§ WORK INSTRUCTIONS
Your answer should be the lines below from the one holding "Target: blue house" through the one holding "output point(13, 32)", copied exactly and with nothing else.

§ Dataset records
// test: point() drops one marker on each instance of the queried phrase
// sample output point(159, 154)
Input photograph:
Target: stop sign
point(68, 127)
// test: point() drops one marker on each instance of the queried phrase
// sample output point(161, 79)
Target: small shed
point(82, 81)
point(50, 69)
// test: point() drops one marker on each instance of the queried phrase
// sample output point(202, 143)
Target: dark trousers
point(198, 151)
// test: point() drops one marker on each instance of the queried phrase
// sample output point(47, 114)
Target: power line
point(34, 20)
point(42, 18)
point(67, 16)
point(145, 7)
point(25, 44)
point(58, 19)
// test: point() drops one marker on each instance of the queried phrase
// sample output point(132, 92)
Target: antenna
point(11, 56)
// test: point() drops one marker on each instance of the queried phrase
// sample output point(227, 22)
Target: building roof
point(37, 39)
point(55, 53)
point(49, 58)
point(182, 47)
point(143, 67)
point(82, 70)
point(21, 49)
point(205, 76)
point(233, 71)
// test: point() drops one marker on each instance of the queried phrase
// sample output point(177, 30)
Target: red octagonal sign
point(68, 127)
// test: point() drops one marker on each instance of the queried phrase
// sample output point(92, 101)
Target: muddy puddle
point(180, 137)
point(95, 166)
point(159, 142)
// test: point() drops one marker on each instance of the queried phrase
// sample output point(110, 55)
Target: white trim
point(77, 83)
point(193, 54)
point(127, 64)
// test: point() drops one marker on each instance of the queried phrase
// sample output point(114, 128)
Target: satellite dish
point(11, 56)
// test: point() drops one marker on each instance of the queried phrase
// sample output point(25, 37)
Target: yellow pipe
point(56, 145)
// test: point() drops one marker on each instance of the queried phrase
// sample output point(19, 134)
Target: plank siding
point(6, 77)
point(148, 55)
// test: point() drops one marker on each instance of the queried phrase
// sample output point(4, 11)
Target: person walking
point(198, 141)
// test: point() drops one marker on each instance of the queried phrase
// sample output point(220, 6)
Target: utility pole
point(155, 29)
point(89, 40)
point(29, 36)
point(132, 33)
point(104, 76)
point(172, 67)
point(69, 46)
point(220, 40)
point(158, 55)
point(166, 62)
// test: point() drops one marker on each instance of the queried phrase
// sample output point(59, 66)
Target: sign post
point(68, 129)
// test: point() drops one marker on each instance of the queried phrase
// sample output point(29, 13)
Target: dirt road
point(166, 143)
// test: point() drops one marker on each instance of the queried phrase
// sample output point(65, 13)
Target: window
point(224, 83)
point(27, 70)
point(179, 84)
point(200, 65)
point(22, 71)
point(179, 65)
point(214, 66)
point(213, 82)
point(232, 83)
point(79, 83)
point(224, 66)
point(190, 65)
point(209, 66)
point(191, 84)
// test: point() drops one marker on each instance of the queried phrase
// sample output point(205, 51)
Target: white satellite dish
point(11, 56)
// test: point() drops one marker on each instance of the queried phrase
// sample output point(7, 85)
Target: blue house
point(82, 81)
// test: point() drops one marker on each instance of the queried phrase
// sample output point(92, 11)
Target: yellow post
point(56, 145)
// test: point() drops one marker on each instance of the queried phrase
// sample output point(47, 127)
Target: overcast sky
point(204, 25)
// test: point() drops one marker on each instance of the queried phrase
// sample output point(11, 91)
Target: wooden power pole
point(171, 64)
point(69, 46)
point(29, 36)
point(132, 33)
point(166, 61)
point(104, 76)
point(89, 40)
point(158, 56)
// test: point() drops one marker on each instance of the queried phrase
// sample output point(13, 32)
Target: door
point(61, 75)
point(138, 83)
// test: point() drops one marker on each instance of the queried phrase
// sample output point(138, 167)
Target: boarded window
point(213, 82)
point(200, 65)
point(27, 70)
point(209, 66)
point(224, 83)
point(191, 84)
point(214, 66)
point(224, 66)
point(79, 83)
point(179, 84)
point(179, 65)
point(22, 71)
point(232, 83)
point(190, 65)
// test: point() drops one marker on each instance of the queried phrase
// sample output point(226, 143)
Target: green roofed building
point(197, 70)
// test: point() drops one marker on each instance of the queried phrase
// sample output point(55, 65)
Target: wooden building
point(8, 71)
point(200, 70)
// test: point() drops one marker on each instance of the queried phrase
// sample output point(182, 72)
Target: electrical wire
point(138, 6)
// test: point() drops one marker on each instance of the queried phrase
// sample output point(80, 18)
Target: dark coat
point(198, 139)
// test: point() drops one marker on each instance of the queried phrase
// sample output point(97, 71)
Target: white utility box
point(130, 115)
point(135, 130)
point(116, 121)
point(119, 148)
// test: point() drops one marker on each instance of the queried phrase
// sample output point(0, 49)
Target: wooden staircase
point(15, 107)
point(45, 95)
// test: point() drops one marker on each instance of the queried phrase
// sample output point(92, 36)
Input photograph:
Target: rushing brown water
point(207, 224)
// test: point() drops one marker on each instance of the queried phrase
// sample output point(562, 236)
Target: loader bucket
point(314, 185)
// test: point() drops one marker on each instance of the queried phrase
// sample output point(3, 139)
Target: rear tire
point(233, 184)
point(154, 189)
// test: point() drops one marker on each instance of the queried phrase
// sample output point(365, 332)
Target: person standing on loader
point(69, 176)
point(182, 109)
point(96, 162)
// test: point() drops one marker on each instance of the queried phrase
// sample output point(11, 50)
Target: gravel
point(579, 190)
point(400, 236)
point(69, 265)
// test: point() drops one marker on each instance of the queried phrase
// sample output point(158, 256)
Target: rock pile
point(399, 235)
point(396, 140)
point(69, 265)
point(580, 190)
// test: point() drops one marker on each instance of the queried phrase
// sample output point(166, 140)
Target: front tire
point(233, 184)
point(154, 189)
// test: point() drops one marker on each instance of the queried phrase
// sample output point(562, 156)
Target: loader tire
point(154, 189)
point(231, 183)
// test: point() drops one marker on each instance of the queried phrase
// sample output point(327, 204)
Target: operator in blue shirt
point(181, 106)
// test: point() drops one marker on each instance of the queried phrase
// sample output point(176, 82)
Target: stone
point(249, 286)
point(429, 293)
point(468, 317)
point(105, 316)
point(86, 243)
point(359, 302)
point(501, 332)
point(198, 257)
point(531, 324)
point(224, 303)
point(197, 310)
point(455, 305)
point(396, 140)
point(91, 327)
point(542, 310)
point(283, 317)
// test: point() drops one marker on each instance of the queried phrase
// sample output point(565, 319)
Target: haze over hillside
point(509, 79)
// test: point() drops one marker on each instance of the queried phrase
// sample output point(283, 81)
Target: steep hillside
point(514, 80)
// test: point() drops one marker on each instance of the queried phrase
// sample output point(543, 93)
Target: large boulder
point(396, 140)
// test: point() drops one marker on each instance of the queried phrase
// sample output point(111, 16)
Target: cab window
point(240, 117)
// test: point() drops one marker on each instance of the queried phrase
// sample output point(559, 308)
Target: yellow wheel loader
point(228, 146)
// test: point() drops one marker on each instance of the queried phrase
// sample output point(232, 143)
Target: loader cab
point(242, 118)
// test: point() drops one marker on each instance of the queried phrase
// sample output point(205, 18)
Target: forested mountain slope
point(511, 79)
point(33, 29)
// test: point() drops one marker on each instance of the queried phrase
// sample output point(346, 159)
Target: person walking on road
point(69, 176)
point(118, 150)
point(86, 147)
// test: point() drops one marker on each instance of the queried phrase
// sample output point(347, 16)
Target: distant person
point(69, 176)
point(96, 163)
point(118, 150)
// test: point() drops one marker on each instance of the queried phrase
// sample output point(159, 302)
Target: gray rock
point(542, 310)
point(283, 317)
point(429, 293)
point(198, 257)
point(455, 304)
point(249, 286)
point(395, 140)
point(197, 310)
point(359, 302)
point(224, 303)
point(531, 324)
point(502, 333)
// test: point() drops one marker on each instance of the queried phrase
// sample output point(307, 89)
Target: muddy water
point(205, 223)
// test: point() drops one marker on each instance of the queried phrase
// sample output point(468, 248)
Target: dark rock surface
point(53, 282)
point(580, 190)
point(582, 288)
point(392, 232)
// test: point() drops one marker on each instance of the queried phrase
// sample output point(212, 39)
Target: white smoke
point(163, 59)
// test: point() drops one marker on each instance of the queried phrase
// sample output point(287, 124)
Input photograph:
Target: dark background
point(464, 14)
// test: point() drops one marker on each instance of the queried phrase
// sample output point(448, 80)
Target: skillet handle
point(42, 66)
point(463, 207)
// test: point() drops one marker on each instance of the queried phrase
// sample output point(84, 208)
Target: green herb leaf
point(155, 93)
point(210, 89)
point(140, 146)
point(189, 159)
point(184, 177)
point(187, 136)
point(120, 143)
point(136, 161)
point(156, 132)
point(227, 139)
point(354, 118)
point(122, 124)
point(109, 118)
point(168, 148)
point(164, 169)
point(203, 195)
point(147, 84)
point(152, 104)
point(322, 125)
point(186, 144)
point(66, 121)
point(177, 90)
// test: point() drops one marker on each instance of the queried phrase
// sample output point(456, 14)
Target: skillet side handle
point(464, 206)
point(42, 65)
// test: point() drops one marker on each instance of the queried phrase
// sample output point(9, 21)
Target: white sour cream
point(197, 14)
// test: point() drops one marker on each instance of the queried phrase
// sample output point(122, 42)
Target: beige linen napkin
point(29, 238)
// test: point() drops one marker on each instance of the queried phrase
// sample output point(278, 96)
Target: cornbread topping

§ EXERCISE RESULT
Target: blue house
point(82, 81)
// test: point() drops one marker on each instance of the queried phrase
// sample output point(92, 11)
Target: yellow post
point(56, 145)
// test: point() drops one marker on each instance of the queried phrase
// sample output point(47, 127)
Target: overcast sky
point(204, 25)
// test: point() drops one marker on each instance of the queried phrase
// sample output point(11, 91)
Target: wooden power pole
point(171, 64)
point(69, 46)
point(29, 36)
point(132, 33)
point(166, 61)
point(104, 76)
point(89, 40)
point(158, 56)
// test: point() drops one marker on each instance of the queried phrase
// sample output point(13, 32)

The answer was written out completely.